Exercise passage:
++++++

Energy Crisis: causes, consequences & win-win solutions – Perspectives from Europe’s electricity and metals sectors

  • Dinner debate in Strasbourg

Chaired by Jerzy Buzek MEP, President of the EEF

Cillian O’Donoghue, Policy Director, Eurelectric
Alain Taccoen, Chair of the Customers and Retail Services Committee, Eurelectric
Guido Janssen, Vice President European and USA Smelting, Nyrstar, Member of Eurometaux

The EEF Members from the electricity and non-ferrous metals sector presented the effects that the current energy crisis is having on their businesses and reflected with MEPs and other EEF Associate Members on possible win-win solutions.

Cillian O’Donoghue, Policy Director, Eurelectric, first carried out a diagnosis of the root causes of the energy crisis which, he said, are in the gas market: since gas and electricity prices are correlated, the lack of gas in the system has led to an unprecedented sharp increase in electricity prices. He clarified the spike experienced during this past summer was also influenced by reduced hydropower capacity and maintenance of some nuclear reactors in France, but 80% of it depended on gas prices. Overall, wholesale electricity prices went up by +532% and retail prices by +84% since January 2021.

++++++

Data section:
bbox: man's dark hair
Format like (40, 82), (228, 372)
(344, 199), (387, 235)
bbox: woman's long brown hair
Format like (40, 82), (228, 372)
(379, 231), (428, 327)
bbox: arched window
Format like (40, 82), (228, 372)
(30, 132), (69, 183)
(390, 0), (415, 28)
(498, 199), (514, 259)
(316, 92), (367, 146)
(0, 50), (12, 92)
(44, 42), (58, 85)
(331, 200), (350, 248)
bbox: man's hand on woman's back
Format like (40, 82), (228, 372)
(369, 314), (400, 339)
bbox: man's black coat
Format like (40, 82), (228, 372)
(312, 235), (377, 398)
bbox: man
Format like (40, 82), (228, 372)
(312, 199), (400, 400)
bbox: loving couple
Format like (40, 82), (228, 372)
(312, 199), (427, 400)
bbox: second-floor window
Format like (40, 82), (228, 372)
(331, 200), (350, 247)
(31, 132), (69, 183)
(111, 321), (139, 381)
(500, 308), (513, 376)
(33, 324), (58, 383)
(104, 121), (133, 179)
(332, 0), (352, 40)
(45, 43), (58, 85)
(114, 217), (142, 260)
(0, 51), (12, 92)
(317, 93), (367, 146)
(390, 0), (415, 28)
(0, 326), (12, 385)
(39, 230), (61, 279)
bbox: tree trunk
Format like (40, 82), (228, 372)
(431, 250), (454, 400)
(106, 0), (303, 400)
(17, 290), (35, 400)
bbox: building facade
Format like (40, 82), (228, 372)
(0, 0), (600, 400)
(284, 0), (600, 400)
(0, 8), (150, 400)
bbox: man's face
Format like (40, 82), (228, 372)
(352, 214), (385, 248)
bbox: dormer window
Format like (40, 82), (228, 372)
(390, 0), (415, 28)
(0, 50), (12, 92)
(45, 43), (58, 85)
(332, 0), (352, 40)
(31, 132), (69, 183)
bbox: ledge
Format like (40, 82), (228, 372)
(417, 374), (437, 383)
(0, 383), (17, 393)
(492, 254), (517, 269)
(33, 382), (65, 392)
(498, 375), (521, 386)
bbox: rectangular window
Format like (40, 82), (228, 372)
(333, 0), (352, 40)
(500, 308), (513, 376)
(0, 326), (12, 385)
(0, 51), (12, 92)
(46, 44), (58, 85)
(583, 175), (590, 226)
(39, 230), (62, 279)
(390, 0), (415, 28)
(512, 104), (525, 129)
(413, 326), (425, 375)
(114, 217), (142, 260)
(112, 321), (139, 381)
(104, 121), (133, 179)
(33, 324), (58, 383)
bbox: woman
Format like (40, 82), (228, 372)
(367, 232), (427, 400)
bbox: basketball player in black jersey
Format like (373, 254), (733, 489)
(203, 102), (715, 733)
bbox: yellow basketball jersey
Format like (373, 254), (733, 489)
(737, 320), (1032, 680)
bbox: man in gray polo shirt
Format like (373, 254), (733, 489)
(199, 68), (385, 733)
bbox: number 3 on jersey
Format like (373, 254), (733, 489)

++++++

Tasks:
a - Answer the following from the energy crisis debate summary, one line each:
(i) Who chaired the dinner debate?
(ii) What share of the summer price spike depended on gas prices, according to Cillian O'Donoghue?
(iii) By what percentage did retail electricity prices rise since January 2021?
b - According to the energy crisis debate summary, why did the lack of gas in the system lead to a sharp increase in electricity prices?
c - Transcribe the energy crisis debate summary from "Cillian O’Donoghue, Policy Director, Eurelectric, first" up to and including "since January 2021.".

Exercise responses:
a -
(i) Jerzy Buzek MEP, President of the EEF.
(ii) 80%.
(iii) +84%.

b - Gas and electricity prices are correlated, so the shortage of gas drove electricity prices up. Cillian O'Donoghue identified the gas market as the root cause of the crisis on this basis.

c -
Cillian O’Donoghue, Policy Director, Eurelectric, first carried out a diagnosis of the root causes of the energy crisis which, he said, are in the gas market: since gas and electricity prices are correlated, the lack of gas in the system has led to an unprecedented sharp increase in electricity prices. He clarified the spike experienced during this past summer was also influenced by reduced hydropower capacity and maintenance of some nuclear reactors in France, but 80% of it depended on gas prices. Overall, wholesale electricity prices went up by +532% and retail prices by +84% since January 2021.